# Start of Data rows
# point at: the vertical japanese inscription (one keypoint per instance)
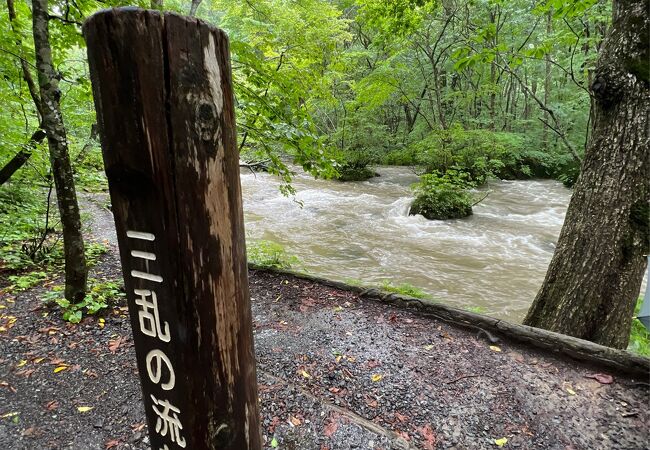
# End of Data rows
# Start of Data rows
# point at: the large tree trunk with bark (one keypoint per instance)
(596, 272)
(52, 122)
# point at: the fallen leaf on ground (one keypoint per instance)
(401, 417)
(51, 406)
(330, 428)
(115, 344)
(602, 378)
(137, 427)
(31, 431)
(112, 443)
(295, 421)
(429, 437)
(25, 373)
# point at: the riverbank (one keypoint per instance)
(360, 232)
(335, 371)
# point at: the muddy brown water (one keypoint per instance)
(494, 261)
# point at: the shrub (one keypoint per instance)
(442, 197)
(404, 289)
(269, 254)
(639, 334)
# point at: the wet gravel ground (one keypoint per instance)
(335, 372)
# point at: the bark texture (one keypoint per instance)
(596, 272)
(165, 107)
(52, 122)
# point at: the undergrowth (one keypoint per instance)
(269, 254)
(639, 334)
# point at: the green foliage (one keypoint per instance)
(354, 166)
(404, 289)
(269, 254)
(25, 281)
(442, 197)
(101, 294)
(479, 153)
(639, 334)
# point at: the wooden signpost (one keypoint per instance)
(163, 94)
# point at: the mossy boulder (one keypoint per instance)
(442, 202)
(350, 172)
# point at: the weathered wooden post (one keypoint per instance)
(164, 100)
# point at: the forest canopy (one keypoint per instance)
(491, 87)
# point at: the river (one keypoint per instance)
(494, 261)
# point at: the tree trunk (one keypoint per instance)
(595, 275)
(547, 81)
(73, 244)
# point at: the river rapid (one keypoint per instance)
# End of Data rows
# Start of Data rows
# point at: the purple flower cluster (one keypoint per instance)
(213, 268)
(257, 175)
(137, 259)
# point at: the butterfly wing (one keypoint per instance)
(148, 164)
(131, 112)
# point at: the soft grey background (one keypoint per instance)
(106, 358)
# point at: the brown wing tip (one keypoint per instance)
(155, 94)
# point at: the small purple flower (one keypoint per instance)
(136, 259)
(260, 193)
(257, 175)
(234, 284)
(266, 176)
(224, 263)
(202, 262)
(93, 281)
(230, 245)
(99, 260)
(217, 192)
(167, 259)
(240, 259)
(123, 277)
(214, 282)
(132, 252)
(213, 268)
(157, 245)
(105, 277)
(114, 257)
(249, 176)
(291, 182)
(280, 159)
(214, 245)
# End of Data rows
*Task prompt*: Quote the records above verbatim, starting with the line that contains "# point at: the forest" and continuing through the line that contains "# point at: the river rapid", with both of those lines included.

*Solution for this task*:
# point at: the forest canopy (one keypoint per instance)
(491, 87)
# point at: the river (one keypoint per instance)
(494, 261)
# point at: the tree trunk (one keypoint per instance)
(595, 275)
(547, 81)
(73, 244)
# point at: the river rapid (one keypoint per instance)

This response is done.